▸ WHAT THE TASK REQUIRES
Please copy out the lines in the entries that contain "head".

Natural language region descriptions
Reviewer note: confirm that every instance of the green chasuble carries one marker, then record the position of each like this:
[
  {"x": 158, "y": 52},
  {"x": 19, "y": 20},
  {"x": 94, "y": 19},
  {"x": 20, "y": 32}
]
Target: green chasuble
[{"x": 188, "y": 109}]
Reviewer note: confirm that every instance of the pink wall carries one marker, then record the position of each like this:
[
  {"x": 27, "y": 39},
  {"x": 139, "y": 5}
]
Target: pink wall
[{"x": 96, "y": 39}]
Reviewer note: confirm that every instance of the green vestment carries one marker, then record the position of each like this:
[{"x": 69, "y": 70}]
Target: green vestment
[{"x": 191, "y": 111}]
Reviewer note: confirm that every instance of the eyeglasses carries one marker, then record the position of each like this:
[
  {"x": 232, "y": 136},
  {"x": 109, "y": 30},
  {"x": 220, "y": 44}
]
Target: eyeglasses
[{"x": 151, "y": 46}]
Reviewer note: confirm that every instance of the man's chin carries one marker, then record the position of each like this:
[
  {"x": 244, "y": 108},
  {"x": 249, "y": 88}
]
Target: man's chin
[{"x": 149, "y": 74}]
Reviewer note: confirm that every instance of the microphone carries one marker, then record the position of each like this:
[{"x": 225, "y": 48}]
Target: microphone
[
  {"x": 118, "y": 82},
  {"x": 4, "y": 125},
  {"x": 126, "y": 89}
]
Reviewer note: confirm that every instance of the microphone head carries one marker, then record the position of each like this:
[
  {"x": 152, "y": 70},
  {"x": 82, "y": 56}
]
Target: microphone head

▸ TASK SOLUTION
Reviewer note: confirm that every instance of the microphone head carries one marker, then record the position of each like this:
Target: microphone head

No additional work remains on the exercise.